++++ Data under study

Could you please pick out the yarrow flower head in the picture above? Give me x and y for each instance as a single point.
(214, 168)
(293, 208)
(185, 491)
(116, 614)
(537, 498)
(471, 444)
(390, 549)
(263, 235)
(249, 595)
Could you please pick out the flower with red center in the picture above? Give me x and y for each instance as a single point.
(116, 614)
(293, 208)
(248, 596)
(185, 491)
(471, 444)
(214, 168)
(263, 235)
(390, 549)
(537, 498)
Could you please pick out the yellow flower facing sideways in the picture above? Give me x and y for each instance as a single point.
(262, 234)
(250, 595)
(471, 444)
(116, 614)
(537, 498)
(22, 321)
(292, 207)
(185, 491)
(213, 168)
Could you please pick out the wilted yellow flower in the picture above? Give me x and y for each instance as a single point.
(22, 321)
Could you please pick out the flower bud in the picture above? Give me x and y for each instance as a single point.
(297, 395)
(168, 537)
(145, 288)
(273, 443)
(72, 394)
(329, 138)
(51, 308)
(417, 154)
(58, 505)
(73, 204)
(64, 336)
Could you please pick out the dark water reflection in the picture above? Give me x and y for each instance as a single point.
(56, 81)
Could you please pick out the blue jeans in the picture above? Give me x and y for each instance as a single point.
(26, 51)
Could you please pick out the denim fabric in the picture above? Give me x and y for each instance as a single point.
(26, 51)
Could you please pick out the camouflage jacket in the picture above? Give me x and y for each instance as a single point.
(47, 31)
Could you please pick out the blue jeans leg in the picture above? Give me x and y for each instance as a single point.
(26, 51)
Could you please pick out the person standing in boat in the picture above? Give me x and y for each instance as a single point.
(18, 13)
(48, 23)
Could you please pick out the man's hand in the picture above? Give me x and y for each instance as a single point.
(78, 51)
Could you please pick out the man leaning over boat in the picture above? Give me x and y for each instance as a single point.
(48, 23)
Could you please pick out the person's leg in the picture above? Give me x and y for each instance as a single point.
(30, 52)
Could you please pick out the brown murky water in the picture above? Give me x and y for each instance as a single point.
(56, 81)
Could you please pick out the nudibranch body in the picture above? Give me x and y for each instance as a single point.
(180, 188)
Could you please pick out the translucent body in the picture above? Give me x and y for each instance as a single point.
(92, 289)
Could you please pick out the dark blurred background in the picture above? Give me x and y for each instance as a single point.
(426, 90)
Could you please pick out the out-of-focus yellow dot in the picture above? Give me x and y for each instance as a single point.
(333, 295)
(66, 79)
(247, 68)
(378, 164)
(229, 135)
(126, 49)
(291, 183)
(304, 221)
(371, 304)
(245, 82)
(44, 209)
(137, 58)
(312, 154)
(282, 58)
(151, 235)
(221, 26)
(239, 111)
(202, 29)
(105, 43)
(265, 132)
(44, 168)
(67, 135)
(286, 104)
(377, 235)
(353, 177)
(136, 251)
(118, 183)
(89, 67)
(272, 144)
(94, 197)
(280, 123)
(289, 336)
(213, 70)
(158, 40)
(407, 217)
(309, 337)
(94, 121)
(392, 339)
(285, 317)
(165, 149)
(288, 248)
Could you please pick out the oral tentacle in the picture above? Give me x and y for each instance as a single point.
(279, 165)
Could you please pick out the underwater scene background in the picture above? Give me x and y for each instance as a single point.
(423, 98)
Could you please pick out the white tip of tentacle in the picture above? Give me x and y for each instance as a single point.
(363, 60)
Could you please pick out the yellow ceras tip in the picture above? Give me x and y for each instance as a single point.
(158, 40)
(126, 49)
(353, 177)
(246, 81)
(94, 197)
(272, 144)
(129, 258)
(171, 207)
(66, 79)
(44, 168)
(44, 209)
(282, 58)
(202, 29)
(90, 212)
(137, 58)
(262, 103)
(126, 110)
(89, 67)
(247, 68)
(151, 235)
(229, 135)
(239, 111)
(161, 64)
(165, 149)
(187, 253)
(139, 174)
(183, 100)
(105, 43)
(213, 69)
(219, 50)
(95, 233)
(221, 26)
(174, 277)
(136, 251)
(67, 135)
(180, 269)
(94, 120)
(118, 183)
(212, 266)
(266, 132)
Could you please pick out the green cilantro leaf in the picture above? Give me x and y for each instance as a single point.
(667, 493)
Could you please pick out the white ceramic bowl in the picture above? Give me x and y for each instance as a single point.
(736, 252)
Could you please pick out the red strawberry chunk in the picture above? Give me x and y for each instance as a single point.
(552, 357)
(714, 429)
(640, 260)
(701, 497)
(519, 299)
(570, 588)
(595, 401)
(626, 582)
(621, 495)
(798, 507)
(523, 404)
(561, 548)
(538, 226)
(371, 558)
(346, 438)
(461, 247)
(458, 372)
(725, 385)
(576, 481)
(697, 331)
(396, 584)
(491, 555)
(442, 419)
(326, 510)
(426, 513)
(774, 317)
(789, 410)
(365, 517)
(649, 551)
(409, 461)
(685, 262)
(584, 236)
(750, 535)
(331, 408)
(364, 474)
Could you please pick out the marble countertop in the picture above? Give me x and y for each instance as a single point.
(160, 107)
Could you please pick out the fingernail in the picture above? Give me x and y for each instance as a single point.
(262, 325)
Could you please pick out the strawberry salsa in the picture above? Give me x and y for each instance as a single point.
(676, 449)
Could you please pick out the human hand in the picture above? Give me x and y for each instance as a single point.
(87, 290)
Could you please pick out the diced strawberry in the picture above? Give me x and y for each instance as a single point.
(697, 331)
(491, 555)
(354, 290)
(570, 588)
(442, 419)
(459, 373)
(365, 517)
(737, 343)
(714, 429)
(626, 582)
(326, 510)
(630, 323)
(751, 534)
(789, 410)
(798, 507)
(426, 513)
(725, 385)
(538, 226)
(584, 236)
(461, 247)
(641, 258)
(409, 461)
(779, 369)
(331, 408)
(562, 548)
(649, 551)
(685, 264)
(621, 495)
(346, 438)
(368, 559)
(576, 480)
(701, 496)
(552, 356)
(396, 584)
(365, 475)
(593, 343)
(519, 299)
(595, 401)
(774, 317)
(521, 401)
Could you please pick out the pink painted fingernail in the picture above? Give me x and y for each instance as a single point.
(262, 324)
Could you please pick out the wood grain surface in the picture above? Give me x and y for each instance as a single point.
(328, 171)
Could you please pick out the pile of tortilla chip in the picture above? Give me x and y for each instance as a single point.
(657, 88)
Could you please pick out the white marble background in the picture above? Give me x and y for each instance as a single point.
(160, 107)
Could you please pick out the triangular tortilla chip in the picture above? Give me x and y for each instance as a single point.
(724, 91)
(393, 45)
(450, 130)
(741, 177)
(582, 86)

++++++++

- What the exercise asks -
Repeat all of the data exactly. Include every line.

- Solution to this exercise -
Could you please pick out the yarrow flower head in the picture above? Give me x and y for each instance as a single point.
(214, 168)
(293, 208)
(185, 491)
(116, 614)
(537, 498)
(471, 444)
(390, 549)
(263, 235)
(249, 595)
Could you please pick out the flower with red center in the picture above? Give me x and y for each instance as a single point.
(116, 614)
(293, 208)
(248, 596)
(185, 491)
(471, 444)
(214, 168)
(263, 235)
(390, 549)
(537, 498)
Could you please pick out the yellow flower facing sideways in the picture above? Give me x and y for each instance as a single point.
(262, 234)
(250, 595)
(471, 444)
(116, 614)
(537, 498)
(22, 321)
(292, 207)
(185, 491)
(213, 168)
Could you please pick out the wilted yellow flower in the picture above? Give me x and y for each instance as a single point.
(22, 321)
Could you please pick out the flower bud in the picture above? Give me x and y for each instance as a single point.
(297, 395)
(168, 537)
(145, 288)
(273, 443)
(72, 394)
(329, 138)
(51, 308)
(417, 154)
(58, 505)
(73, 204)
(64, 336)
Could you please pick out the dark water reflection in the picture above? Give me x and y for each instance as a single point.
(56, 81)
Could you please pick out the blue jeans in the picture above? Give me x and y for each instance as a single point.
(26, 51)
Could you please pick out the denim fabric in the picture above? Give me x and y for each instance as a single point.
(26, 51)
Could you please pick out the camouflage jacket in the picture above? Give me x and y for each instance as a single point.
(47, 31)
Could you please pick out the blue jeans leg in the picture above? Give me x and y for each instance as a single point.
(26, 51)
Could you please pick out the person standing in boat in the picture above? Give me x and y for each instance as a single point.
(18, 13)
(48, 23)
Could you please pick out the man's hand in the picture above? Give me x and y for each instance as a single point.
(78, 51)
Could you please pick out the man leaning over boat in the picture above? Give me x and y for each instance as a single point.
(48, 23)
Could you please pick out the person's leg in the picture above? Give me x and y for each instance as a single point.
(30, 52)
Could you please pick out the brown murky water in the picture above? Give me x and y for each instance as a single point.
(56, 81)
Could you please pick out the nudibranch body in the picture above? Give me x and y for each instance as a single point.
(180, 188)
Could you please pick out the translucent body in the picture above? Give me x and y for each instance as a single point.
(92, 289)
Could you please pick out the dark blurred background in the picture above? Give me x and y for each instance as a single point.
(426, 90)
Could you please pick out the out-of-focus yellow dot in the picture above? Give me x and y for each instance as a single point.
(333, 295)
(66, 79)
(247, 68)
(378, 164)
(229, 135)
(126, 49)
(291, 183)
(304, 221)
(371, 304)
(245, 82)
(44, 209)
(137, 58)
(312, 154)
(282, 58)
(151, 235)
(221, 26)
(239, 111)
(202, 29)
(105, 43)
(265, 132)
(44, 168)
(67, 135)
(286, 104)
(377, 235)
(353, 177)
(136, 251)
(118, 183)
(89, 67)
(272, 144)
(94, 197)
(280, 123)
(289, 336)
(213, 70)
(158, 40)
(407, 217)
(309, 337)
(94, 121)
(392, 339)
(285, 317)
(165, 149)
(288, 248)
Could you please pick out the oral tentacle in the picture above? Give me x and y for each instance as a single point.
(279, 165)
Could you please pick out the underwater scene background in the picture above? Give me x and y for each instance as a single point.
(423, 98)
Could you please pick out the white tip of tentacle in the picture above? Give me x and y for each instance as a single point.
(363, 60)
Could you please pick out the yellow ceras tip in the picture above? Give me x and y for each instance as a single point.
(158, 40)
(126, 49)
(353, 177)
(246, 81)
(94, 197)
(272, 144)
(129, 258)
(171, 207)
(66, 79)
(44, 168)
(44, 209)
(282, 58)
(202, 29)
(90, 212)
(137, 58)
(262, 103)
(126, 110)
(89, 67)
(247, 68)
(151, 235)
(229, 135)
(239, 111)
(161, 64)
(165, 149)
(187, 253)
(139, 174)
(183, 100)
(105, 43)
(213, 69)
(219, 50)
(95, 233)
(221, 26)
(174, 277)
(136, 251)
(67, 135)
(180, 269)
(94, 120)
(118, 183)
(212, 266)
(266, 132)
Could you please pick out the green cilantro leaf in the picture above? Give me x and y for each instance as a single point.
(667, 493)
Could you please pick out the white ceramic bowl in the picture above? Give me x and y for each instance as a single point.
(736, 252)
Could you please pick out the red strawberry chunk in the picture above? Give me x and y for each instance as a single point.
(552, 357)
(714, 429)
(640, 260)
(701, 497)
(519, 299)
(570, 588)
(595, 401)
(626, 582)
(621, 495)
(798, 507)
(523, 404)
(561, 548)
(538, 226)
(371, 558)
(346, 438)
(461, 247)
(458, 372)
(725, 385)
(576, 481)
(697, 331)
(396, 584)
(491, 555)
(442, 419)
(326, 510)
(426, 513)
(774, 317)
(789, 410)
(365, 517)
(649, 551)
(409, 461)
(685, 262)
(584, 236)
(750, 535)
(331, 408)
(364, 474)
Could you please pick out the marble countertop in the picture above? Give me x and y for each instance as a single point.
(160, 107)
Could you please pick out the fingernail in the picture above? Give me x and y for each instance as a single point.
(262, 325)
Could you please pick out the strawberry salsa in the picture above? Give me x and y for each instance as a single point.
(676, 449)
Could you please pick out the human hand in the picture above? Give me x and y for each instance as a single point.
(87, 290)
Could you please pick out the diced strawberry in the picture above? Give me x and y for each instance as a single point.
(697, 331)
(491, 555)
(354, 290)
(570, 588)
(442, 419)
(459, 373)
(365, 517)
(737, 343)
(714, 429)
(626, 582)
(326, 510)
(630, 323)
(751, 534)
(789, 410)
(798, 507)
(426, 513)
(725, 385)
(538, 226)
(584, 236)
(461, 247)
(641, 258)
(409, 461)
(779, 369)
(331, 408)
(562, 548)
(649, 551)
(685, 264)
(621, 495)
(346, 438)
(368, 559)
(576, 480)
(701, 496)
(552, 356)
(396, 584)
(365, 475)
(593, 343)
(519, 299)
(595, 401)
(774, 317)
(521, 401)
Could you please pick out the pink painted fingernail in the picture above? Give me x and y for each instance as a single point.
(262, 324)
Could you please pick out the wood grain surface in the picture above? Give me x and y for each instance as a single point.
(328, 171)
Could you please pick out the pile of tortilla chip in the picture above? Give me x and y for each instance as a single point.
(657, 88)
Could you please pick out the white marble background in the picture above? Give me x and y for each instance as a single point.
(160, 107)
Could you please pick out the triangular tortilla chip in the picture above? Give me x and y for each instance as a single point.
(724, 91)
(393, 45)
(450, 130)
(741, 177)
(582, 86)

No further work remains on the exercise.